__WHAT THIS TASK INVOLVES__:
In these entries, tally the lines where "cosmos" occurs. Respond with only the count.

__Extracted data entries__:
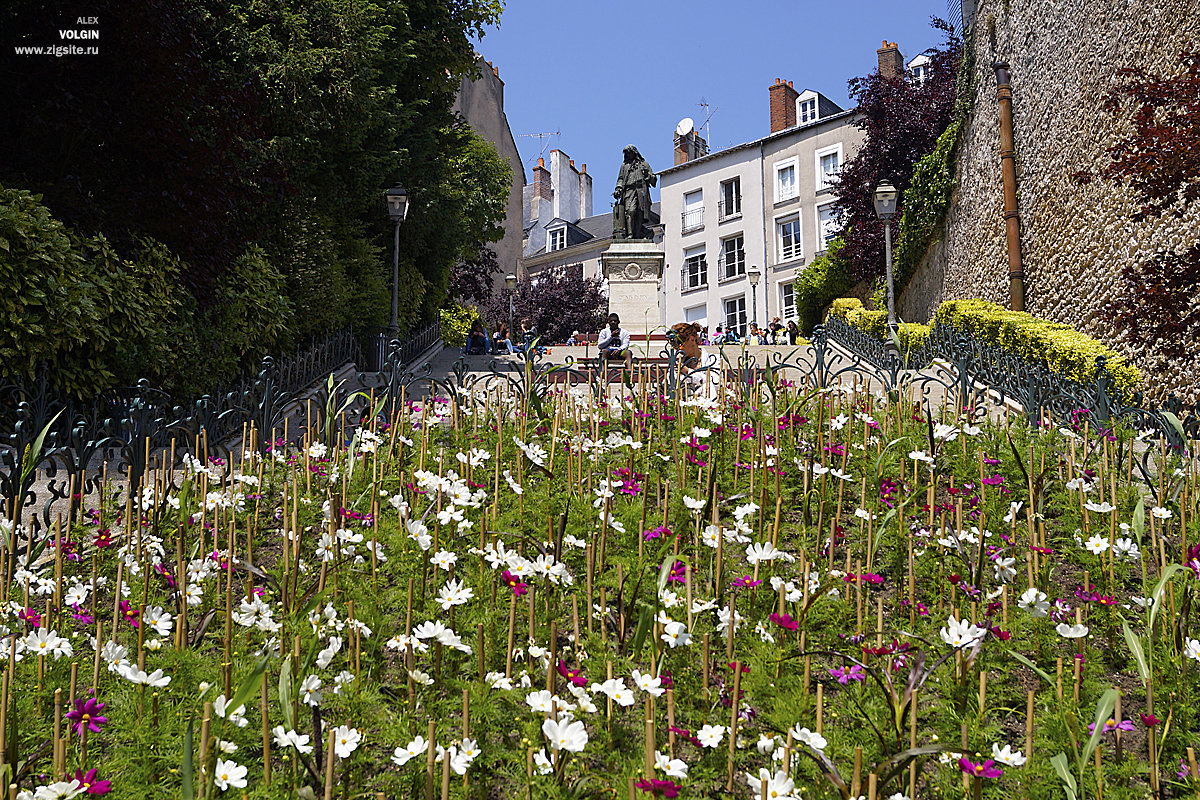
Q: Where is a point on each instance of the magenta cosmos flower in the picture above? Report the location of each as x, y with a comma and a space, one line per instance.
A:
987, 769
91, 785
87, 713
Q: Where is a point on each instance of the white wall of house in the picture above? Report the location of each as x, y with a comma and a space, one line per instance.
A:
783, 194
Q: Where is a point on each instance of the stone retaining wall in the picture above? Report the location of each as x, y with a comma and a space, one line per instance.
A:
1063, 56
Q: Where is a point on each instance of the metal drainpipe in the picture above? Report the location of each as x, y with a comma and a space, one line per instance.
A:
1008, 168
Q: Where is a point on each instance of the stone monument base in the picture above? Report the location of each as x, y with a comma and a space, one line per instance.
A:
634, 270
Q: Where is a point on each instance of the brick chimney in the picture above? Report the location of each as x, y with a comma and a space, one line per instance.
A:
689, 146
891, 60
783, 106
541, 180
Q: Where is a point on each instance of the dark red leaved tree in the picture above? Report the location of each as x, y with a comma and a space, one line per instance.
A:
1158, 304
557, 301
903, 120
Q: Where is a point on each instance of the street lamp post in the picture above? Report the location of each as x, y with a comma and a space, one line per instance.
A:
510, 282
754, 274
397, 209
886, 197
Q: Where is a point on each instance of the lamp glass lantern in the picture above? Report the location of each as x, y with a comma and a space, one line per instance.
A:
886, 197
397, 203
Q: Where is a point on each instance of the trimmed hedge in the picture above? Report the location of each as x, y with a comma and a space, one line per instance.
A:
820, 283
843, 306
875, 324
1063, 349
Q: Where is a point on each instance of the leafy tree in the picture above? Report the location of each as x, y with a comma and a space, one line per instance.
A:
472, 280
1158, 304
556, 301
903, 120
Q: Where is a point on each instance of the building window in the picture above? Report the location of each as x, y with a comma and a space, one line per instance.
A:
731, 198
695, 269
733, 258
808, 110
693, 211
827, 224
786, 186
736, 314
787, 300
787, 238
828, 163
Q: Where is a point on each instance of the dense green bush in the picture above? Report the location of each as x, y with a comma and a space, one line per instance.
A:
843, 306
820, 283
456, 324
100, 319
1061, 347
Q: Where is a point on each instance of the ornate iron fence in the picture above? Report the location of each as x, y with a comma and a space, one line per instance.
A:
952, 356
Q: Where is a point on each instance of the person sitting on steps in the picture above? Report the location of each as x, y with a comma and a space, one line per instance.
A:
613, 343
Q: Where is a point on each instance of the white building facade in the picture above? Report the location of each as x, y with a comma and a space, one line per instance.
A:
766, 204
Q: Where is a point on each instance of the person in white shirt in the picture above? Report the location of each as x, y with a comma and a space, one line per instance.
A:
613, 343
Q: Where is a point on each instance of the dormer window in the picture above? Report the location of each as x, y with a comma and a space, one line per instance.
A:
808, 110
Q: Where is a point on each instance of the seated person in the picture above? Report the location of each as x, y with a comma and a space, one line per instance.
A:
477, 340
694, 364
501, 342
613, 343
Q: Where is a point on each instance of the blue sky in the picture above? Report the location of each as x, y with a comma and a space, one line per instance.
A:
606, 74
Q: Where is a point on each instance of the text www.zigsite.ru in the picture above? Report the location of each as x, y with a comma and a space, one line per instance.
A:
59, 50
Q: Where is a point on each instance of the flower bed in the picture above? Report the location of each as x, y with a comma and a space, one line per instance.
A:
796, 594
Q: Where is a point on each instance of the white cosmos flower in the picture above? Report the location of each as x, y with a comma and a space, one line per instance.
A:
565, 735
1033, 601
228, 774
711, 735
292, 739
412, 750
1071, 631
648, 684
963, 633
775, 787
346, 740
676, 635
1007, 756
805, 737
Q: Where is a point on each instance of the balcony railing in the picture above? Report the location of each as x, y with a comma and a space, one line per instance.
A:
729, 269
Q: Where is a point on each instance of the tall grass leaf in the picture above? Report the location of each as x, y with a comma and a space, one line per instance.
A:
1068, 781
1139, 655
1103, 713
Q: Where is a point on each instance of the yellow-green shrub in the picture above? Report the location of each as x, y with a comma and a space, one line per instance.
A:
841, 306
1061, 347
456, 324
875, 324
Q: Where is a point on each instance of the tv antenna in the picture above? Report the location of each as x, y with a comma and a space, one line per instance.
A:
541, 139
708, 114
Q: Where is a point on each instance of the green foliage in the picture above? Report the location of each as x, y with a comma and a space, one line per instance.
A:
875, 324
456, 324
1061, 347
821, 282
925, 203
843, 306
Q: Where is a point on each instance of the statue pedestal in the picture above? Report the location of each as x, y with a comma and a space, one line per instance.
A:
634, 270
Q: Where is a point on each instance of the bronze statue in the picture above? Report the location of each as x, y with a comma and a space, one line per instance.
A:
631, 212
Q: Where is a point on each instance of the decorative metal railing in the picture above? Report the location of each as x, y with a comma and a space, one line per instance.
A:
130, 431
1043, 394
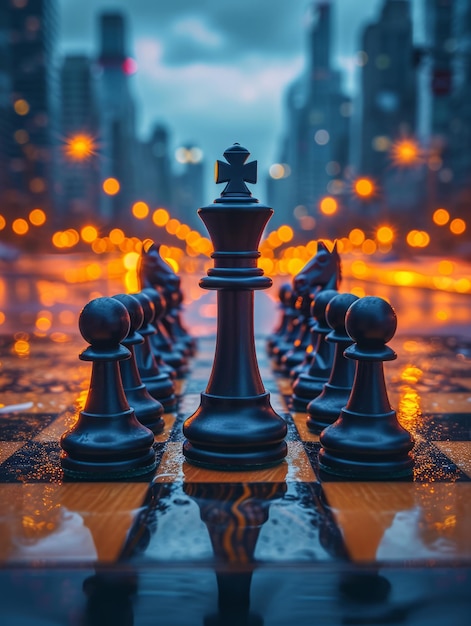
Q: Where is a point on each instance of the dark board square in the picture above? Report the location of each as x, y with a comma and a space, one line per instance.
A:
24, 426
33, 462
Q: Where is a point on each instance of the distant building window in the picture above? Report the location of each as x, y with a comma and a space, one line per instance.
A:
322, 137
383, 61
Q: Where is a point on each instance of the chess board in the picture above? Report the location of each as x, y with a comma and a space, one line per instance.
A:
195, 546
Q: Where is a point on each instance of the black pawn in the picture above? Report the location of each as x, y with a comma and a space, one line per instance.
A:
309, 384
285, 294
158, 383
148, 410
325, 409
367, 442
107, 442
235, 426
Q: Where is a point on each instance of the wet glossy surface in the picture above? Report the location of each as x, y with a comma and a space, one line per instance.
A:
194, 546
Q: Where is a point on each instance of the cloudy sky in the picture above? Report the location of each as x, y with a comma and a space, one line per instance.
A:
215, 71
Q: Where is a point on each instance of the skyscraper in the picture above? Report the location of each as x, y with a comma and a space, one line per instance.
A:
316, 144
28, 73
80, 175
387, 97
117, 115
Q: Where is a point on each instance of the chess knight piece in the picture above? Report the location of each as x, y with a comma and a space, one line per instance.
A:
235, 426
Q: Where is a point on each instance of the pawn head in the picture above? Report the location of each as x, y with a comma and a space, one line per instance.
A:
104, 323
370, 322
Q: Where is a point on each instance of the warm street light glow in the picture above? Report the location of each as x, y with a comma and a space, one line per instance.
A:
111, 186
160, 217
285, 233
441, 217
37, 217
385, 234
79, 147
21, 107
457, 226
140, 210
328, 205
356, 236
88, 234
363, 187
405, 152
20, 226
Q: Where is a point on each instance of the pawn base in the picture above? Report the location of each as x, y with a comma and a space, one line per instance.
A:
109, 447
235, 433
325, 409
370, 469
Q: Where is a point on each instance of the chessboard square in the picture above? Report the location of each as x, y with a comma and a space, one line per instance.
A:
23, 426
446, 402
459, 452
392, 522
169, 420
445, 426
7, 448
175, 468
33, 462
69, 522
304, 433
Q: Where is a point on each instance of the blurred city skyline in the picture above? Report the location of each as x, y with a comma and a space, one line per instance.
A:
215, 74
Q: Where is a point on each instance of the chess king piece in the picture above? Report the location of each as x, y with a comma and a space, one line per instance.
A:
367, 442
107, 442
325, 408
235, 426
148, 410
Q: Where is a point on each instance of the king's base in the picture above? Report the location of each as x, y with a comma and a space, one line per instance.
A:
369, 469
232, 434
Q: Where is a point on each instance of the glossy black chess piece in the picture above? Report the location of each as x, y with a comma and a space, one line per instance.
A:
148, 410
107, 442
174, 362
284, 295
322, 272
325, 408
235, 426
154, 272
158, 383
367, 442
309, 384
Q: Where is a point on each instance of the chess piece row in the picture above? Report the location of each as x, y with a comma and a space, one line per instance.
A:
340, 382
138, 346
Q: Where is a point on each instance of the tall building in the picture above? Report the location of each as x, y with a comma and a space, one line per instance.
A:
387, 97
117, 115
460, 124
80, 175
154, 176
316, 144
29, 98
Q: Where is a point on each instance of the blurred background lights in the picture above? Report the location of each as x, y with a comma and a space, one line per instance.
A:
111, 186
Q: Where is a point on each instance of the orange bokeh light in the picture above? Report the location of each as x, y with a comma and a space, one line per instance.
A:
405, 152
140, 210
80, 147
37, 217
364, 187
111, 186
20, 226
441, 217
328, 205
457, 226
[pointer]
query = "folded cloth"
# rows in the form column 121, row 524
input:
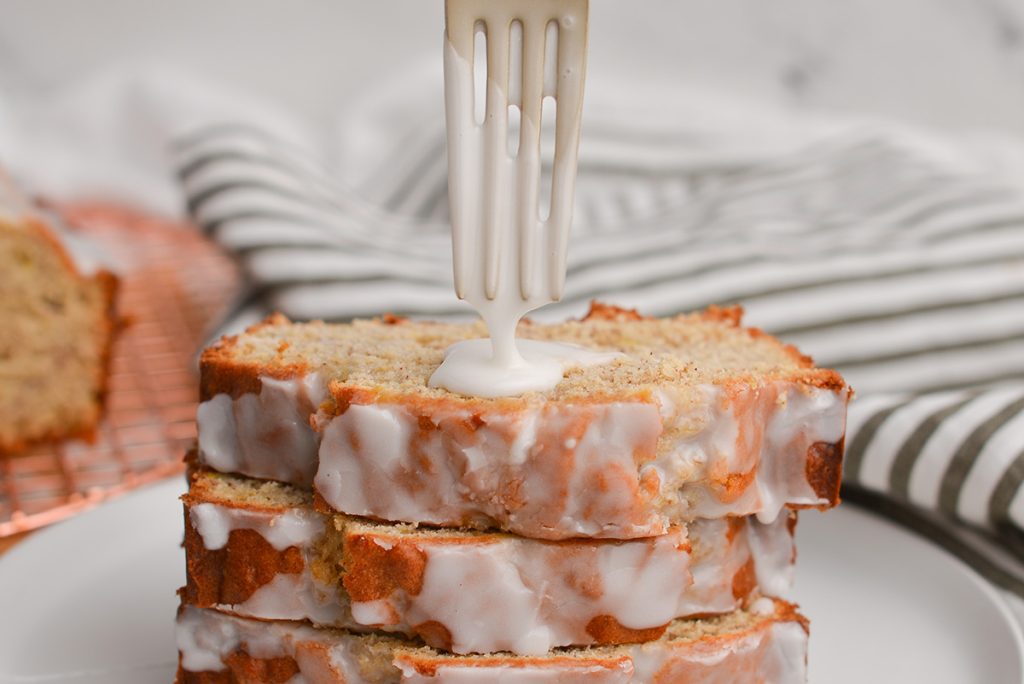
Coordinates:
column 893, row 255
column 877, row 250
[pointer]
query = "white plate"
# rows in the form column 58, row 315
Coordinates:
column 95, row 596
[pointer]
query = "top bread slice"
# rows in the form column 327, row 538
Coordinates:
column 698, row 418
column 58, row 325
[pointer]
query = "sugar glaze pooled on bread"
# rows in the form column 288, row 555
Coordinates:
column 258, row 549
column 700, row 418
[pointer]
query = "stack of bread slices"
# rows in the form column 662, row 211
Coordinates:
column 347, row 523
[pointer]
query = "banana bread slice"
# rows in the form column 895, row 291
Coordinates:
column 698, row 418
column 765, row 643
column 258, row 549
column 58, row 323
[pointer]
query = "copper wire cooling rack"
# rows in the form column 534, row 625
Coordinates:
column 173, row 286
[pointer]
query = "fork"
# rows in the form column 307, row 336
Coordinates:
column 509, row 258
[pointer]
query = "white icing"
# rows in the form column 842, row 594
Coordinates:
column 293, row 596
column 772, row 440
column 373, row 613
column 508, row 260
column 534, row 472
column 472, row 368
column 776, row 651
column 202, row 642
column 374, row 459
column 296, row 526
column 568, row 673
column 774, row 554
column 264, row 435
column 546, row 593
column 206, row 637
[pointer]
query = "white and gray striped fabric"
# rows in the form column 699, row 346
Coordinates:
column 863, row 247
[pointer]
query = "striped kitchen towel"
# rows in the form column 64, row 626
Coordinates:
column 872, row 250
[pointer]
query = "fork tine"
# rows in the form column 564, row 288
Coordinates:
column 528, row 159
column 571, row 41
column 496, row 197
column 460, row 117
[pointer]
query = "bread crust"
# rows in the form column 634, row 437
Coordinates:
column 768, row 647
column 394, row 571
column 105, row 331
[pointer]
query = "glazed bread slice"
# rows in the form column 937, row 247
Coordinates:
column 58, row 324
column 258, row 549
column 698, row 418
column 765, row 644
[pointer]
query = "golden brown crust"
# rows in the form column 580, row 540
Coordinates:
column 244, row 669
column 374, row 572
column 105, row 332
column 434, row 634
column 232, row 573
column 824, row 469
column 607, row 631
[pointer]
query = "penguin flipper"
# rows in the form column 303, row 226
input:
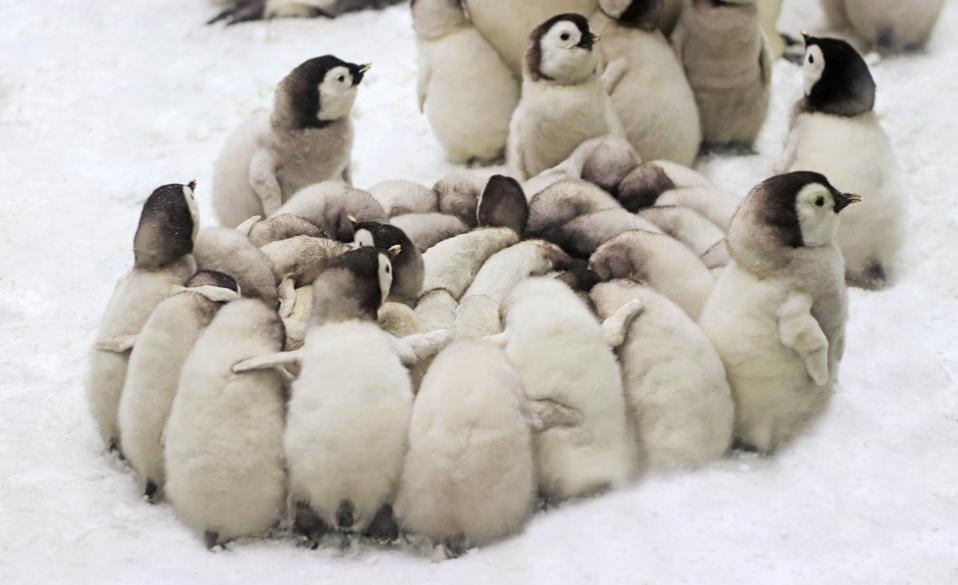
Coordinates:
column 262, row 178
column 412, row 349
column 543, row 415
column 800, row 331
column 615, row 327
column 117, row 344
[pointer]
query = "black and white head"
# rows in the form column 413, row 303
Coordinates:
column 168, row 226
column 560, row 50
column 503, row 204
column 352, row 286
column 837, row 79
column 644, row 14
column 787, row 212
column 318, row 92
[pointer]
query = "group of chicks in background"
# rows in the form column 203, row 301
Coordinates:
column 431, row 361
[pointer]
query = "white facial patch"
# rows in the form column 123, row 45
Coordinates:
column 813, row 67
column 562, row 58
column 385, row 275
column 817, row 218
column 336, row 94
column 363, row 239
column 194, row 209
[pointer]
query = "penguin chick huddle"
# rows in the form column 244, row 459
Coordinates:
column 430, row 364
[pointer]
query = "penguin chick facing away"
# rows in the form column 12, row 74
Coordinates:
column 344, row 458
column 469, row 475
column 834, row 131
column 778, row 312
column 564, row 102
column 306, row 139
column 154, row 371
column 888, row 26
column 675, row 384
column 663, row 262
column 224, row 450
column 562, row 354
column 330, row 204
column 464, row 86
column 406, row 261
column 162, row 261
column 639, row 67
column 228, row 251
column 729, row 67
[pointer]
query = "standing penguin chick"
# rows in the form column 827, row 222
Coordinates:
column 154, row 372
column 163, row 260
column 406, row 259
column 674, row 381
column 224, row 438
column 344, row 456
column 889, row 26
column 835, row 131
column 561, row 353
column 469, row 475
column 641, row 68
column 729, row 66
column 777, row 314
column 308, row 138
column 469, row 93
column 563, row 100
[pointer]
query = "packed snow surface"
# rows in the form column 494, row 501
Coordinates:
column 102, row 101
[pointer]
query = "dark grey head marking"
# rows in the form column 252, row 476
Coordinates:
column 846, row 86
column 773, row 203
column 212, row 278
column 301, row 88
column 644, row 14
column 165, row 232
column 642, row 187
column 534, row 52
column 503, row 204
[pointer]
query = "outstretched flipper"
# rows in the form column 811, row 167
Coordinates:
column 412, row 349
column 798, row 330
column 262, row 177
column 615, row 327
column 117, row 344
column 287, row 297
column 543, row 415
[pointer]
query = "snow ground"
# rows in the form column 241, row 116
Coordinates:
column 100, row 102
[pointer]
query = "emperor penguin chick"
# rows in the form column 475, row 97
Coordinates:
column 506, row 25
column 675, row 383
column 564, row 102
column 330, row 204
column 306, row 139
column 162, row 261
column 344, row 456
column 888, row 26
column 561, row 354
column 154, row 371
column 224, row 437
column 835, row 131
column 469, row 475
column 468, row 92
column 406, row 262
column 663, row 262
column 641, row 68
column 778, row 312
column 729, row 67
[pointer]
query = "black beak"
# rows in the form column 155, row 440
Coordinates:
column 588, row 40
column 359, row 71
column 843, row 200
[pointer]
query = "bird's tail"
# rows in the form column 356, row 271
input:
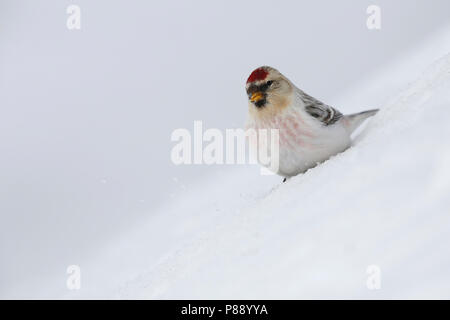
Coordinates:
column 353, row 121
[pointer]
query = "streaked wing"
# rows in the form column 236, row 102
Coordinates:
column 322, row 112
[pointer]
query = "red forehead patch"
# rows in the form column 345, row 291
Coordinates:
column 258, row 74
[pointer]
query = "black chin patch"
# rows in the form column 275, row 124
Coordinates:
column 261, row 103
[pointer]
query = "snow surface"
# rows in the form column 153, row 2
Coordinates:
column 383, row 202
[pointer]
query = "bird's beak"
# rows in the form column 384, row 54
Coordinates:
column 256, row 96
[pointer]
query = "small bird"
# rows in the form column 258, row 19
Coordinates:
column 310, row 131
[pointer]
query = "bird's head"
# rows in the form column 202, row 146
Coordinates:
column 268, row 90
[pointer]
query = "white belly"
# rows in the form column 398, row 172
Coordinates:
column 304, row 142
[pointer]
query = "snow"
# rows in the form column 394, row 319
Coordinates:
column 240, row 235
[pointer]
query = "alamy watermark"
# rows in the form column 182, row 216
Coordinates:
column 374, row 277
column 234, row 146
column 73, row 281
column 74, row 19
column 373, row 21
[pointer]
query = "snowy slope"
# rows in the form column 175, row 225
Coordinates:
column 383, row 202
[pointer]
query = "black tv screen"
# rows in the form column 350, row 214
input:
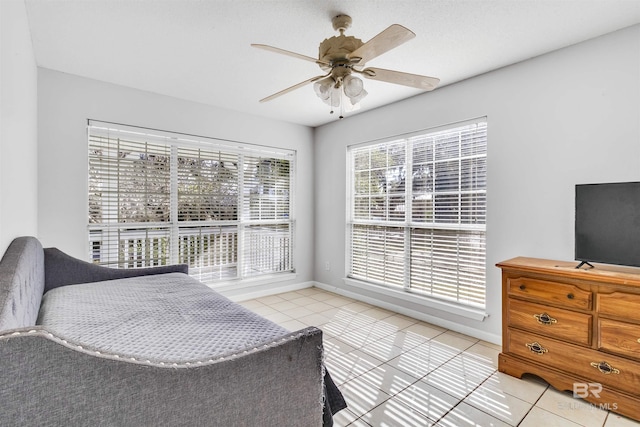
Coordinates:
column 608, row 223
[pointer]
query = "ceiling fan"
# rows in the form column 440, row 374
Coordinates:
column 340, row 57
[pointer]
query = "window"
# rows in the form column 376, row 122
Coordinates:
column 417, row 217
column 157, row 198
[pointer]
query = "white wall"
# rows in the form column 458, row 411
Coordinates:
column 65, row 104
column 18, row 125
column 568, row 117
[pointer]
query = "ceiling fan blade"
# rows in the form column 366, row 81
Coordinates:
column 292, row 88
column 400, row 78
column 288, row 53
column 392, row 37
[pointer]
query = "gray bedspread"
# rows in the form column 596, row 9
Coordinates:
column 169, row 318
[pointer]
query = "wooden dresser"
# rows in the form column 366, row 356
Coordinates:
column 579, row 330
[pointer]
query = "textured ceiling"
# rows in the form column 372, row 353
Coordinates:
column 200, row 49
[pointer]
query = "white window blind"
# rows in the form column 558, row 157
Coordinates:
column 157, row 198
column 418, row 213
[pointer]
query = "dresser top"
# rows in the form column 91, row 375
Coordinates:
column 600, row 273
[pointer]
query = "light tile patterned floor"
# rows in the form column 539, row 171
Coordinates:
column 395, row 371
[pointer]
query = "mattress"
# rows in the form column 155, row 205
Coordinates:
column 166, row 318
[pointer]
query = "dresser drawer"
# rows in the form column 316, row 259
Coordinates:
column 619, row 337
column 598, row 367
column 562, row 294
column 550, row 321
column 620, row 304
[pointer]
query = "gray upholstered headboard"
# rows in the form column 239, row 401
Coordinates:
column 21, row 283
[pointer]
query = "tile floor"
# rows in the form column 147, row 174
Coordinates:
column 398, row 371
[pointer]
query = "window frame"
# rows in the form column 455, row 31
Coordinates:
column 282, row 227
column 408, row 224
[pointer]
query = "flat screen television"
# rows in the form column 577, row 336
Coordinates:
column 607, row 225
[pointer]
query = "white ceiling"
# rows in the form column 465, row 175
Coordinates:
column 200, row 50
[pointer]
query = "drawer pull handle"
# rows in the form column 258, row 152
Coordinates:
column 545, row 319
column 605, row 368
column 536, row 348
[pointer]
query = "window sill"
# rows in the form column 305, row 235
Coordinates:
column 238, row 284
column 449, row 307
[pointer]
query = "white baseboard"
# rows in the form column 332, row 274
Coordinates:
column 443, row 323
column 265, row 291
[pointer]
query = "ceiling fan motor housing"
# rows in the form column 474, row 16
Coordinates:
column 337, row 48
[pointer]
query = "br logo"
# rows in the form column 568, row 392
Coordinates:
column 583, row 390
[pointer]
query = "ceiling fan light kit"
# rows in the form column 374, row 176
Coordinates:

__TASK ANSWER__:
2